Don’t go back to the old normal

But, despite the difficulties, many universities have managed to re-organise the curriculum and found new pedagogical methods to engage students online.

“And so, when we start emerging from the pandemic, it is time to reimagine the university. Let’s not try to go back to the old normal,” said Salmi.

“Hopefully, the pandemic will accelerate the adoption of flexible pathways and innovative curricular pedagogical and assessment approaches that are more student-centred and make learning more stimulating, engaging and effective.

“Indeed, one of the most positive consequences of the COVID-19 crisis could be to reinvent the teaching and learning process as a lifelong education trajectory that has the primary purpose of sparking curiosity, igniting passion and unleashing genius,” he said.

Internship opportunities hit by the pandemic

Another challenge thrown up by the pandemic was the loss of paid internships for students from socio-economically disadvantaged backgrounds.

This was highlighted by Cathy McLoughlin, head of access service at Dublin City University in Ireland. She said they had embarked on a successful programme to help students lacking the right connections to find high-quality fully paid professional summer work experience to enhance their employability and future career prospects.

“We launched a pilot of the programme in 2019, the year before the pandemic. It was an innovative collaboration between our own service, the educational trust to fundraise for the university and our industry partners,” explained McLoughlin.

Exercises:
(1) According to the excerpt on universities and the pandemic, what was the Dublin City University programme meant to do for the students it served?
(2) Copy out the passage of the excerpt on universities and the pandemic starting at "Another challenge thrown" and ending at "future career prospects.", renaming "paid internships" as "paid placements".

Record extracts:
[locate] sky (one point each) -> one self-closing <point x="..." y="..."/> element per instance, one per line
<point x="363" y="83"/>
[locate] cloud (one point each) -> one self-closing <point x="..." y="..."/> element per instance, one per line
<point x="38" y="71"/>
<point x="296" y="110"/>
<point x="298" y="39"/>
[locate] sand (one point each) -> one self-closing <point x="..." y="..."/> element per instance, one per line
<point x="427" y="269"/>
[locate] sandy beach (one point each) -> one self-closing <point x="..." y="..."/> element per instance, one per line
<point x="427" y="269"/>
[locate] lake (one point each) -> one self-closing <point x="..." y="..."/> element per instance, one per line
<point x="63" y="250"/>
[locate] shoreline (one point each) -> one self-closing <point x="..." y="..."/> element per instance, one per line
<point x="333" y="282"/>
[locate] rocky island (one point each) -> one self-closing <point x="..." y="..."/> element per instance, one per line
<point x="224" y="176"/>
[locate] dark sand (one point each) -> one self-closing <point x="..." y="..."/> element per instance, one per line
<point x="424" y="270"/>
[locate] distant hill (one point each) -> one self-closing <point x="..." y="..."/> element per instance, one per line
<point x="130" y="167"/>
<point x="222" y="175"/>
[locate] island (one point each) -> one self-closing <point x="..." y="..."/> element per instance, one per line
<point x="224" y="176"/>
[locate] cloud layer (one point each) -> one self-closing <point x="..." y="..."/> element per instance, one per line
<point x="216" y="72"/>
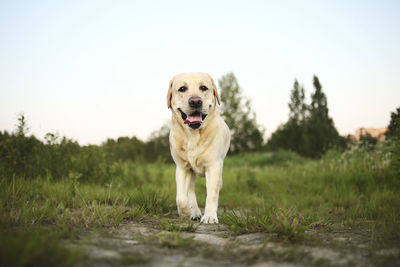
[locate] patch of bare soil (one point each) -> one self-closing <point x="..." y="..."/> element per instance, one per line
<point x="146" y="244"/>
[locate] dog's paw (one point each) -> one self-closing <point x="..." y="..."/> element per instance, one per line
<point x="195" y="214"/>
<point x="209" y="219"/>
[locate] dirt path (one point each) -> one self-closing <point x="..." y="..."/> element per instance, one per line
<point x="145" y="244"/>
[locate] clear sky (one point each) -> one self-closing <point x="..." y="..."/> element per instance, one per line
<point x="92" y="70"/>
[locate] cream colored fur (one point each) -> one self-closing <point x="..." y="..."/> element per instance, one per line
<point x="197" y="151"/>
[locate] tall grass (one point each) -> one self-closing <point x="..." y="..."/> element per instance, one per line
<point x="278" y="192"/>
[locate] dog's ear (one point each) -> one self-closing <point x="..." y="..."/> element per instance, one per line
<point x="169" y="96"/>
<point x="215" y="89"/>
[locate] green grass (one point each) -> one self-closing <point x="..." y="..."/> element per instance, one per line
<point x="36" y="247"/>
<point x="279" y="193"/>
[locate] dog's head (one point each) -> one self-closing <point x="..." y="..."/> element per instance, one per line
<point x="192" y="96"/>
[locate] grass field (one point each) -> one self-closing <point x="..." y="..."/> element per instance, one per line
<point x="278" y="192"/>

Solutions:
(1) It was meant to help students from socio-economically disadvantaged backgrounds who lacked the right connections find high-quality, fully paid professional summer work experience. That experience was intended to enhance their employability and future career prospects.

(2)
Another challenge thrown up by the pandemic was the loss of paid placements for students from socio-economically disadvantaged backgrounds.

This was highlighted by Cathy McLoughlin, head of access service at Dublin City University in Ireland. She said they had embarked on a successful programme to help students lacking the right connections to find high-quality fully paid professional summer work experience to enhance their employability and future career prospects.